◆ TAREAS Y EJERCICIOS
A) Traduce al inglés esta oración del texto sobre la ejecución de la familia del Zar: "La emperatriz y su hija mayor Olga trataron de persignarse pero no tuvieron tiempo."
B) Retoma el texto sobre la ejecución de la familia del Zar y continúalo a partir de su última oración.

Nicolás se volvió para mirar a su familia y enseguida dirigiéndose a Yurovsky, preguntó: ¿Qué? ¿Qué? El coronel repitió rápidamente lo dicho e inmediatamente desenfundó su revólver y le disparó al Zar a boca de jarro. En ese momento todos los demás comenzaron a disparar. A cada uno de los soldados se les había indicado de antemano contra quien descargar sus armas. Ahora doce hombres (incluyendo al coronel) disparaban como locos, los de atrás sobre los hombros de los de adelante. Tal era la aglomeración de verdugos en aquel pequeño cuarto que algunos sufrieron quemaduras de pólvora en sus rostros y otros quedaron con sus tímpanos reventados.
La emperatriz y su hija mayor Olga trataron de persignarse pero no tuvieron tiempo. Alexandra murió inmediatamente sentada en su silla. Olga, el médico, el valet del Zar y el cocinero también murieron rápidamente.
Alexei y las tres hermanas más jóvenes quedaron vivos después de la primera descarga. Algunas de las balas, posiblemente al pegar en los corsés de las mujeres y en algunas joyas escondidas bajo sus vestidos rebotaban por todo el cuarto. Los ejecutores de la masacre, prácticamente enloquecidos por el cuadro de horror, continuaban disparando. Apenas visibles a través del humo, Marie y Anastasia se arrinconaron contra la pared levantando instintivamente sus brazos para protegerse de la lluvia de balas hasta caer desplomadas. Alexei, tirado sobre el piso, movía débilmente un brazo para cubrirse la cabeza mientras trataba de asirse a la camisa ensangrentada de su padre muerto. Uno de los asesinos se acercó a él y le lanzó un brutal puntapié en el rostro. El niño gimió y entonces Yurovsky terminó con su sufrimiento disparándole dos veces al oído.

◆ DATOS PARA REVISAR
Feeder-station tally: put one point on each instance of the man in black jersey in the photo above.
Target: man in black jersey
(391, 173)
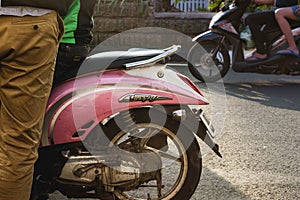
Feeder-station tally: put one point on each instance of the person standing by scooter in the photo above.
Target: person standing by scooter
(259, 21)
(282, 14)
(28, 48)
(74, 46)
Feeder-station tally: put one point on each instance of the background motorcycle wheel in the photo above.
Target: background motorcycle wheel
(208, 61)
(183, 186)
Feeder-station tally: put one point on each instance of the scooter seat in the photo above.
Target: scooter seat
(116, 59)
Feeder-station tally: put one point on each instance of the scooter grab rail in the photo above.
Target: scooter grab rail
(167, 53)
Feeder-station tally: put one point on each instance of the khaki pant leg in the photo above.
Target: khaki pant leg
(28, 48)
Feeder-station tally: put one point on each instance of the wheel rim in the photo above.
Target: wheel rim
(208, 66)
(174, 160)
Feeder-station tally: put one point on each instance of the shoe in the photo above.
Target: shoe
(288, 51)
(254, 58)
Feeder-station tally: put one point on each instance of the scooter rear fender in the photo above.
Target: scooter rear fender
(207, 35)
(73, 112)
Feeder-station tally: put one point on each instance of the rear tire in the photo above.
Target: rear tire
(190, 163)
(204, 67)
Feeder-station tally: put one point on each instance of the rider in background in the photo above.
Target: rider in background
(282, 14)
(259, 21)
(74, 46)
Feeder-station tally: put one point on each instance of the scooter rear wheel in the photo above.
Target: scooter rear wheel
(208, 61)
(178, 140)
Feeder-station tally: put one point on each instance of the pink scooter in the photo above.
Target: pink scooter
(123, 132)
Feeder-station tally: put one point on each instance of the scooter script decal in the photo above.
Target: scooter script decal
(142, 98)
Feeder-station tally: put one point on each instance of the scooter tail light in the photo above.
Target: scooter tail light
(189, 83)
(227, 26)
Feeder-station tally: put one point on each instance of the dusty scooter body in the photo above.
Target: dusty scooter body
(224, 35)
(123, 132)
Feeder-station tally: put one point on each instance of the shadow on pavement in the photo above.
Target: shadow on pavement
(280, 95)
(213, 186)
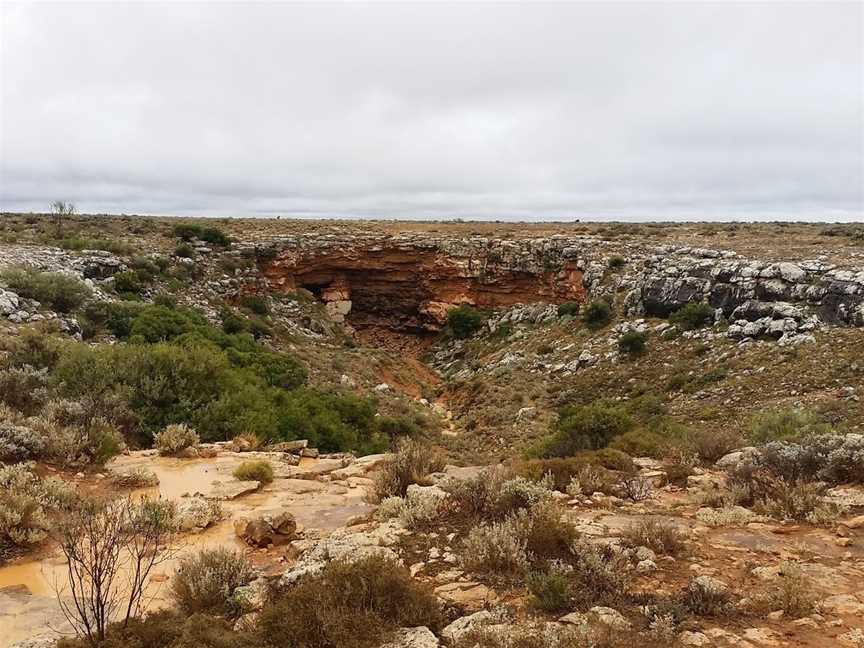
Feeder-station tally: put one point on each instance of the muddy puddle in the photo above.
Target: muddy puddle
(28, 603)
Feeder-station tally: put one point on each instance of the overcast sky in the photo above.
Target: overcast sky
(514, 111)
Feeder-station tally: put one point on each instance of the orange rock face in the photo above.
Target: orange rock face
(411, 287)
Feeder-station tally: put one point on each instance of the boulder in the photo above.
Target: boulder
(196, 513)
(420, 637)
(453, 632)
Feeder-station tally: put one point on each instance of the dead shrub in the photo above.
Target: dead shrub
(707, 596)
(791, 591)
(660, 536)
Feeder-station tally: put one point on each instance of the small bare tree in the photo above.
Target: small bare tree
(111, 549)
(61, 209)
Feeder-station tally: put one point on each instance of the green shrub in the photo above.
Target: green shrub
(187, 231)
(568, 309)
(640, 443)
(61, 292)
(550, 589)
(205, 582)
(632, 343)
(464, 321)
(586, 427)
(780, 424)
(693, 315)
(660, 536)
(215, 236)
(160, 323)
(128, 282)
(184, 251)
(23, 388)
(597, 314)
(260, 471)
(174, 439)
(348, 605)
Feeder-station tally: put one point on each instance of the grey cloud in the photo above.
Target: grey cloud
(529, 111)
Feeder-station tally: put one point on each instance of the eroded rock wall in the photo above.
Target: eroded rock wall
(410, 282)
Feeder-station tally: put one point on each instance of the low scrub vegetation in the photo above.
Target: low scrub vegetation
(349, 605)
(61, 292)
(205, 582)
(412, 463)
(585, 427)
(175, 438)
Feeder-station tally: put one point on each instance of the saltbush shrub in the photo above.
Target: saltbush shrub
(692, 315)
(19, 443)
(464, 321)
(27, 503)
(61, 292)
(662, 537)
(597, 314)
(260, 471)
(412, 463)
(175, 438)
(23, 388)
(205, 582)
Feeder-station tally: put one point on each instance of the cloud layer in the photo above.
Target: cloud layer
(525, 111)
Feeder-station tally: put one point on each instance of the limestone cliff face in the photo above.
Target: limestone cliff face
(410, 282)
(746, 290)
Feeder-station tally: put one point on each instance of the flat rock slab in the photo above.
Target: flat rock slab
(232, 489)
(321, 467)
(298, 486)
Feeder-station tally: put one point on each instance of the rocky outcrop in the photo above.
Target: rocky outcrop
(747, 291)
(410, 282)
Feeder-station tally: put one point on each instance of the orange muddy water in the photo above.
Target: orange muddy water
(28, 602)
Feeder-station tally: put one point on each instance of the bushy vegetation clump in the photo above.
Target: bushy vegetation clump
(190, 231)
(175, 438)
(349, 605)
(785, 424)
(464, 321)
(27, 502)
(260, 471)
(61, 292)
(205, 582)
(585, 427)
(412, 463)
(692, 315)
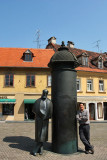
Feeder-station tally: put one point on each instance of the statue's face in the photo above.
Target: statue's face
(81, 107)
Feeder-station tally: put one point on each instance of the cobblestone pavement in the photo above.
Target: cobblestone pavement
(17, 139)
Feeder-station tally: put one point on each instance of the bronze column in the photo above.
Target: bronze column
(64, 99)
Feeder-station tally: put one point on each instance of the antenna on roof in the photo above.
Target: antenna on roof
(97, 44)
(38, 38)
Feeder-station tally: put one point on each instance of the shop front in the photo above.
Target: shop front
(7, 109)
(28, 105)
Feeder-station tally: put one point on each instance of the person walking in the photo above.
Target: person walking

◆ RESPUESTAS POR TAREA
A) The empress and her eldest daughter Olga tried to cross themselves but did not have time.

B)
Demidova, la criada de la Zarina, fue la última sobreviviente de la masacre. Entonces los verdugos en lugar de cargar de nuevo sus revólveres, trajeron unos rifles del cuarto contiguo y empezaron a acosarla con las bayonetas caladas. Presa del pánico, la pobre mujer gritaba y corría de un extremo al otro de la pared del fondo. En un último esfuerzo supremo y desesperado por eludir una muerte tan atroz cogió con ambas manos una de las bayonetas tratando de mantenerla alejada de su pecho. Cuando aún con vida cayó finalmente desplomada al piso, su cuerpo fue perforado con más de treinta bayonetazos.
Cuando toda la familia y sus cuatro servidores yacían muertos en el cajón de un camión para llevarse los cadáveres y enterrarlos en un sitio que habría de permanecer secreto durante más de sesenta años, alguien descubrió el pequeño perro de Anastasia con su cabeza aplastada de un culatazo. Cogieron el pequeño cuerpo del animal y lo tiraron en el camión. "Toda la operación", como el mismo Yurovsky la describió tiempo después, no duró más de veinte minutos.
Es imposible que por la ferocidad del ataque alguien haya podido salir de allí con vida. Por eso Ana Anderson, quien por muchos años trató de hacerse pasar por Anastasia, seguramente fue una impostora. Independientemente de los pecados del régimen zarista, oprobioso y tiránico por múltiples razones, la masacre de Ekaterinburgo quedará para siempre grabada en la historia como uno de los actos más crueles de las impiedad humana.